[Exercise]: Select and copy out every line in the records containing "rock".

====================

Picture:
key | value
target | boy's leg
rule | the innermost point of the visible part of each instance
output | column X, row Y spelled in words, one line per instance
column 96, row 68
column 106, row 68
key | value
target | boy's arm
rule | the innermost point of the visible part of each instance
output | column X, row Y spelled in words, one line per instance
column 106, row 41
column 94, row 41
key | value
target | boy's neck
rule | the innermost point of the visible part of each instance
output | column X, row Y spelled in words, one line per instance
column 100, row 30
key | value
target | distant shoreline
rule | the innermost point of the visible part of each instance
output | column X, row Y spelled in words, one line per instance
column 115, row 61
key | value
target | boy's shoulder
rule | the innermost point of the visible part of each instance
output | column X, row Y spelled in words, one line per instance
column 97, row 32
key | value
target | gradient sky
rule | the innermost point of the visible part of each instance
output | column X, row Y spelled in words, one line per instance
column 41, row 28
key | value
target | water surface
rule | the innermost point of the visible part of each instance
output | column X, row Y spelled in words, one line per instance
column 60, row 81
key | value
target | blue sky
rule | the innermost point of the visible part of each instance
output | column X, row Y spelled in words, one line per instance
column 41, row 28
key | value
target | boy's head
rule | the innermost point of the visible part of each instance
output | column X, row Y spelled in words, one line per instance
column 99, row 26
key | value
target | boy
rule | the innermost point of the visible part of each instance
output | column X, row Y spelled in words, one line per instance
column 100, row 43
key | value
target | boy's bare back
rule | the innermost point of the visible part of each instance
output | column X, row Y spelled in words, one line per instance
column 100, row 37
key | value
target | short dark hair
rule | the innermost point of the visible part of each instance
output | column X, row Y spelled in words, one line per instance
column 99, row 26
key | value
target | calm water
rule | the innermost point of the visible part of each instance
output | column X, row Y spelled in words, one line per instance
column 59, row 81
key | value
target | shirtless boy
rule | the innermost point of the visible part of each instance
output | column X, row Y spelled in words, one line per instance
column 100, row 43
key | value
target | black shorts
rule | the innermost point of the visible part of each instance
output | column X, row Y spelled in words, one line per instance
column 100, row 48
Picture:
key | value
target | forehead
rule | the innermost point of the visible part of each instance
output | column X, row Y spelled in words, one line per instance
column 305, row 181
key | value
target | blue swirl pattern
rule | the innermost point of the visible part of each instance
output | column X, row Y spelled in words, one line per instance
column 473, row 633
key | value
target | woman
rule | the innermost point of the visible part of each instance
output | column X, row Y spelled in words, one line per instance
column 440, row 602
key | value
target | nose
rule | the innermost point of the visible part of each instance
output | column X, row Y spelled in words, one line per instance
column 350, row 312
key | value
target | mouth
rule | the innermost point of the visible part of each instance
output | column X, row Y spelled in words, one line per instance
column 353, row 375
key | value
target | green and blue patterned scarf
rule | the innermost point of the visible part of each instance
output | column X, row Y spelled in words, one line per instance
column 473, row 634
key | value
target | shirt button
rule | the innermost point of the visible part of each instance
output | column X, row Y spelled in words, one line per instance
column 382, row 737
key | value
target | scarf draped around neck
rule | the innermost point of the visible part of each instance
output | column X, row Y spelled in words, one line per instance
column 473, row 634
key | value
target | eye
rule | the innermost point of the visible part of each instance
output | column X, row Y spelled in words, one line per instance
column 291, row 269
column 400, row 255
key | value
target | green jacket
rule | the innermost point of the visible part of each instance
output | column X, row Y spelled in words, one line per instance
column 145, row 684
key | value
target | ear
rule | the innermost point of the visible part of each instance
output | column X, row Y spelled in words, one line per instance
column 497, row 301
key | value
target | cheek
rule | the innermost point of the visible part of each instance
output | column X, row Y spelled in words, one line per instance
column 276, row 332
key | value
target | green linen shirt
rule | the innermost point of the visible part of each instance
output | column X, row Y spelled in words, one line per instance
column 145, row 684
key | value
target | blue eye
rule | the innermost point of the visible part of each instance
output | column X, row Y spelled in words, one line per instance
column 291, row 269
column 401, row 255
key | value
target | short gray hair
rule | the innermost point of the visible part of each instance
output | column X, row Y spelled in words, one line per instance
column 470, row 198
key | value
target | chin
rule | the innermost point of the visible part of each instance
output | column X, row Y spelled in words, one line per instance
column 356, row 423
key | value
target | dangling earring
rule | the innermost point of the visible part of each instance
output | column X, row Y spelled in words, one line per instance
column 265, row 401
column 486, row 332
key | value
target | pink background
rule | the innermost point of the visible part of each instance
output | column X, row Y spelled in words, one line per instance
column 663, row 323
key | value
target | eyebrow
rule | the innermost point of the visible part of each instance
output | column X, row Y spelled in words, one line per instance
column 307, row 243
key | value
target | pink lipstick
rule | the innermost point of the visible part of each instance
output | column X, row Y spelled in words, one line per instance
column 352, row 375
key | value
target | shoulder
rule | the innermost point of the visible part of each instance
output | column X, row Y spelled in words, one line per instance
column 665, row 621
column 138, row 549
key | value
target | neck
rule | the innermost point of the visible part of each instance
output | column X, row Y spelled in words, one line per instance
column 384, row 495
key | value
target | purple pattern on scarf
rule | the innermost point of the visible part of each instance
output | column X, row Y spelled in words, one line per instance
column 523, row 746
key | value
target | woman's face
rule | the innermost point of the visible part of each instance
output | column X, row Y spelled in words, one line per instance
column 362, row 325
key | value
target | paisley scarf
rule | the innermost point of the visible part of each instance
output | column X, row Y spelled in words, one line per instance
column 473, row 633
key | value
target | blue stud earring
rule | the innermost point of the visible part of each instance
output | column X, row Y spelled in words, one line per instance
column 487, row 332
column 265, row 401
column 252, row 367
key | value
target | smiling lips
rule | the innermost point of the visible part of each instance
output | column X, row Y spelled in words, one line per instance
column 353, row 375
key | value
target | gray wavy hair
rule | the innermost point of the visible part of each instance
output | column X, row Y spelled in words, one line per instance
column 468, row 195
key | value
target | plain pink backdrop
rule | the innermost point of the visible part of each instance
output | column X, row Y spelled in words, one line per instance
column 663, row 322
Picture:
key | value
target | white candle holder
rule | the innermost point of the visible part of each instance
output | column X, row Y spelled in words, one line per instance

====================

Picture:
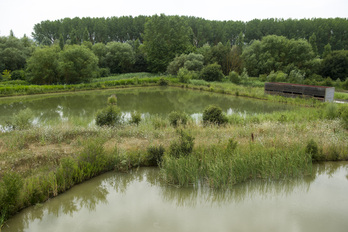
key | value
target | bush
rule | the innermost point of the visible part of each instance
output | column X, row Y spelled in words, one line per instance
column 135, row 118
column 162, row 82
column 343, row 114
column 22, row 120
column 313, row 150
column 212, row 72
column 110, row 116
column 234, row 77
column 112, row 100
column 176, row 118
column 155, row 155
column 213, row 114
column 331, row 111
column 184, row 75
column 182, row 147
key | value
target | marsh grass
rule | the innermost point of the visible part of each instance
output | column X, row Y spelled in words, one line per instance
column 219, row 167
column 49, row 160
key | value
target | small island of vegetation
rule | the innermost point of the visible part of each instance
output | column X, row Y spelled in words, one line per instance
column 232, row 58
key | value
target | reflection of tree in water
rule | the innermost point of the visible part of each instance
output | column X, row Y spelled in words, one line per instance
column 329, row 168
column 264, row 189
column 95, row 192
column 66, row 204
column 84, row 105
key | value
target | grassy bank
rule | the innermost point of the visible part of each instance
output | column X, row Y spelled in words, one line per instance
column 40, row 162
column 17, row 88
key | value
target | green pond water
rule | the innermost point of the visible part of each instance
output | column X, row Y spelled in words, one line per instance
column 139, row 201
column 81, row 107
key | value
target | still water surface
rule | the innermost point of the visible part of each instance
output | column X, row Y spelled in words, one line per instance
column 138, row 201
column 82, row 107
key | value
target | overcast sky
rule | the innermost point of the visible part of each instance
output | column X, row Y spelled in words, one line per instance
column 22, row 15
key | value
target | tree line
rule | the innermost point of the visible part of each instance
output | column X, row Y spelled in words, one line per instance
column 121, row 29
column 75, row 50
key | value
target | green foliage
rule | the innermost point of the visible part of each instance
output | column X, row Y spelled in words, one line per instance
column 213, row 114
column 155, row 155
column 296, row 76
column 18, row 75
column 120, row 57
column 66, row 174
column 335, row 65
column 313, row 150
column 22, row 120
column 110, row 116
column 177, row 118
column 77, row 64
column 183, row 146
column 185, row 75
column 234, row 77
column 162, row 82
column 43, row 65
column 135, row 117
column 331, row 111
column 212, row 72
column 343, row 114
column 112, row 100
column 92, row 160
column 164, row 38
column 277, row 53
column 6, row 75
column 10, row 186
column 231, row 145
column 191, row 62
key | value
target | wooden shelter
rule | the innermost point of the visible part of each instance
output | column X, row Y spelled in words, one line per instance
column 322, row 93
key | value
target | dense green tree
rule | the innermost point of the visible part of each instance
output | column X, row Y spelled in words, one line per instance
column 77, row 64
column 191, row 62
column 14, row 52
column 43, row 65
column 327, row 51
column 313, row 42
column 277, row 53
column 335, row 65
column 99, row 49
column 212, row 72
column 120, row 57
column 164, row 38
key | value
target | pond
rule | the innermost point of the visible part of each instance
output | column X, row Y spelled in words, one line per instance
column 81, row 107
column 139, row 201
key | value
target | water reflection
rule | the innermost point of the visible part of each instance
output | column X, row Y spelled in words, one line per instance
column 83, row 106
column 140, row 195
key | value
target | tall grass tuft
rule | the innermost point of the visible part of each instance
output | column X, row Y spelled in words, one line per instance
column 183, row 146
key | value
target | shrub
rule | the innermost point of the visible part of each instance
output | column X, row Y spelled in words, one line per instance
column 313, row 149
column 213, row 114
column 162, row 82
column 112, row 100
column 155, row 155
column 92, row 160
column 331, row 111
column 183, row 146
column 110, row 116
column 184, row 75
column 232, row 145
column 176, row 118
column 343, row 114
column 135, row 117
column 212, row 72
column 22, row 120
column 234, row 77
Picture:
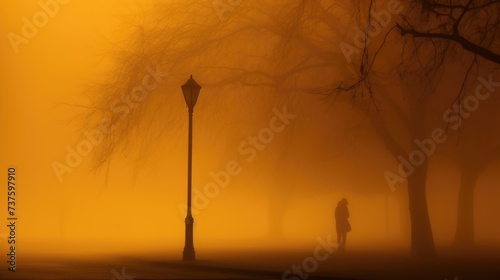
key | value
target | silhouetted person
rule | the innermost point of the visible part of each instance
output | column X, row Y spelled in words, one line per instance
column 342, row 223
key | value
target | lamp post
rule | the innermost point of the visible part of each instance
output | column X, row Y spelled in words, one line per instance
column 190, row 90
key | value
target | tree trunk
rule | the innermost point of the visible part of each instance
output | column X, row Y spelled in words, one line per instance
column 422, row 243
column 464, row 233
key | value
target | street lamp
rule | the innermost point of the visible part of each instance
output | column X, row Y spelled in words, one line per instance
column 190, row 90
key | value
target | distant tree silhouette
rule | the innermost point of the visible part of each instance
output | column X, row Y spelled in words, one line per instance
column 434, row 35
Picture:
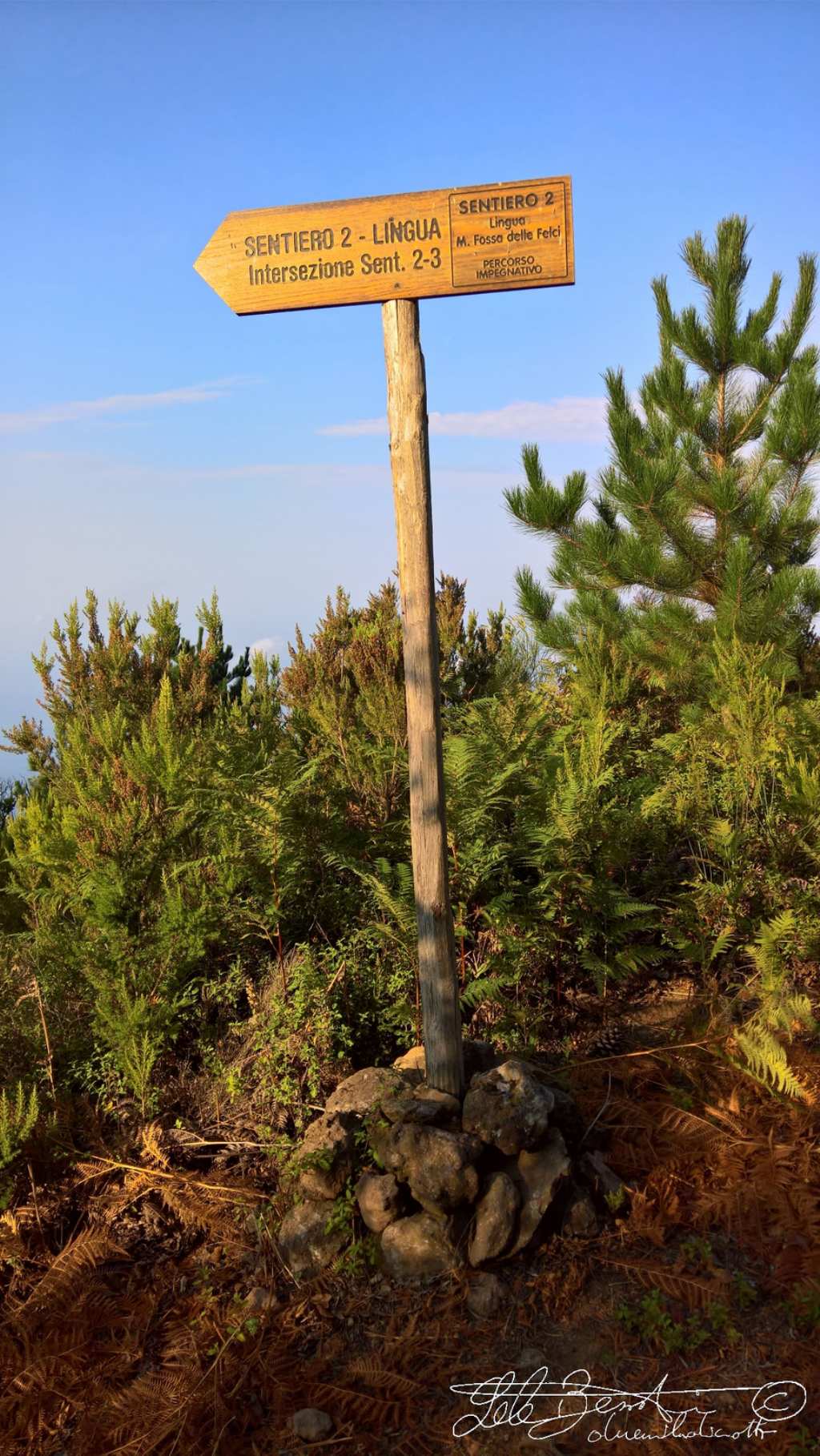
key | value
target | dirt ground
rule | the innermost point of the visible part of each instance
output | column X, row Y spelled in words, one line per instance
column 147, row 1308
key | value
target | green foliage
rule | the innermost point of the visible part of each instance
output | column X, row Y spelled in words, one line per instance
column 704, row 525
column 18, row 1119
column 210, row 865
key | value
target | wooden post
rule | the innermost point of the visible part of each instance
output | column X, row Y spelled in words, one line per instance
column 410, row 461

====================

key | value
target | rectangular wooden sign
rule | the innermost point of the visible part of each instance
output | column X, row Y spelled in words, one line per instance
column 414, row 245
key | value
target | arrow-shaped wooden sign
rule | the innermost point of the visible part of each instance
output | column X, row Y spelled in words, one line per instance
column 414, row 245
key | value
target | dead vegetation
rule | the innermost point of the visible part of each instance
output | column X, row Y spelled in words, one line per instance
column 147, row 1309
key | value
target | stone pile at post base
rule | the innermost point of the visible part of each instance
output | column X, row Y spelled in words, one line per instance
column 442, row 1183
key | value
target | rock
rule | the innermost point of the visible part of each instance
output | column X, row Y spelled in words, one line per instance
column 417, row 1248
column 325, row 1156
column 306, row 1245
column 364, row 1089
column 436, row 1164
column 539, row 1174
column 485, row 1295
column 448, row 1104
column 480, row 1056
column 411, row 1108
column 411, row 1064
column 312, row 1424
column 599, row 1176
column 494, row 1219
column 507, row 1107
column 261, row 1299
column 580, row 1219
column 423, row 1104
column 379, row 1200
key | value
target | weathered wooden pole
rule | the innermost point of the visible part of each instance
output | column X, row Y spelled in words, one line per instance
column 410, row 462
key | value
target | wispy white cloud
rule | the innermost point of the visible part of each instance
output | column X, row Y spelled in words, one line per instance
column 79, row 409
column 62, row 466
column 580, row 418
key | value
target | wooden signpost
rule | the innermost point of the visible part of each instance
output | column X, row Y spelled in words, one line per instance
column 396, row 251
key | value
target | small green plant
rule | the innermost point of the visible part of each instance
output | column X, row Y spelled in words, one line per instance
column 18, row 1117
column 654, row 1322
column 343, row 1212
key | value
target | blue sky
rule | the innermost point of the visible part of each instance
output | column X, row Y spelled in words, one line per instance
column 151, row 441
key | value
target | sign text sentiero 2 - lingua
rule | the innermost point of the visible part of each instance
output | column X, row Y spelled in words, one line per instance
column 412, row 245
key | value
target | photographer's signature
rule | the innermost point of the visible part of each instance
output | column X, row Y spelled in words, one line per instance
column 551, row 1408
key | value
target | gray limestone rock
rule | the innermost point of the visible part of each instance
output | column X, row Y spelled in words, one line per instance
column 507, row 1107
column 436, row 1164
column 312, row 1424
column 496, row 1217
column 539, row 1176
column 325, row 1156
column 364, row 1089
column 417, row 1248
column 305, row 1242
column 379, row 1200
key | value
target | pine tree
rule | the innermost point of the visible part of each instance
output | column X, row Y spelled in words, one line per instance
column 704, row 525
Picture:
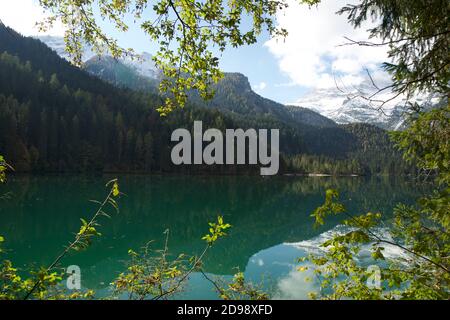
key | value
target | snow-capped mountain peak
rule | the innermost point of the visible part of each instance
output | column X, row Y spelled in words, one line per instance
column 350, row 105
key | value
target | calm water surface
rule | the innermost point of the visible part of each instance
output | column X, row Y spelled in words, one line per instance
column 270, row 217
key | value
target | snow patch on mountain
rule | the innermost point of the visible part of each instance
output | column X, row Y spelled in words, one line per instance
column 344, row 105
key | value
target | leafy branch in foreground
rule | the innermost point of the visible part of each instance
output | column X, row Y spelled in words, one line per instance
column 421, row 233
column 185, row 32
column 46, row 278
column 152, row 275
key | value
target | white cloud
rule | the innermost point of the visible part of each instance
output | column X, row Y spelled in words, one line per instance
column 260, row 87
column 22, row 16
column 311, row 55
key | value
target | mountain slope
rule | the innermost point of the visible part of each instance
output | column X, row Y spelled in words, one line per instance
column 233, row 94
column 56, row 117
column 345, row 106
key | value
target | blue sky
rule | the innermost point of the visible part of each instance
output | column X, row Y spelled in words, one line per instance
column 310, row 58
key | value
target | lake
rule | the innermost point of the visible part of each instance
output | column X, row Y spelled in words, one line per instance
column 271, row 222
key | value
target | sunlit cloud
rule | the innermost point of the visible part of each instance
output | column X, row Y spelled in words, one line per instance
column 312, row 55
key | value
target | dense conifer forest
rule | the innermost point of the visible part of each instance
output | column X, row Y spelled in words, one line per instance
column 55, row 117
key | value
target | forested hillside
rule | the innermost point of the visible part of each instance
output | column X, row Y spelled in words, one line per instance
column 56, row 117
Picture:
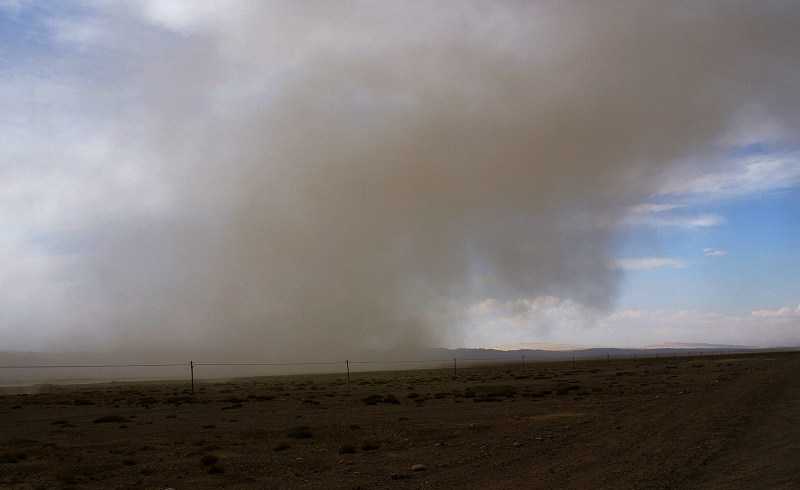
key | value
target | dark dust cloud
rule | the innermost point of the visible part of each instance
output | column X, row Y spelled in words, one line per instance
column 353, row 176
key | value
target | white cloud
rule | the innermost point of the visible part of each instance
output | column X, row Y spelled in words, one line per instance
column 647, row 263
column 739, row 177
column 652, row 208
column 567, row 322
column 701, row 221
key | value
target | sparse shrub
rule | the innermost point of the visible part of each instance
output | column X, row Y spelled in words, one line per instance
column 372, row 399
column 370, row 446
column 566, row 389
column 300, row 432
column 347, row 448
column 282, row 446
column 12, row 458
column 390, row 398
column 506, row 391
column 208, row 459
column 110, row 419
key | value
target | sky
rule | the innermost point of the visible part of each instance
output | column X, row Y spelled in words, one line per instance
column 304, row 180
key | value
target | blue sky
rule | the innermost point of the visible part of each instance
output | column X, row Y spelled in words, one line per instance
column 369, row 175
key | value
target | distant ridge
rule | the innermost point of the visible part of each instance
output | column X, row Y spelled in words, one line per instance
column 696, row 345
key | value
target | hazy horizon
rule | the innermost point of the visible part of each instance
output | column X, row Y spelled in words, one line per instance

====================

[Answer section]:
target | rock
target | gray limestone rock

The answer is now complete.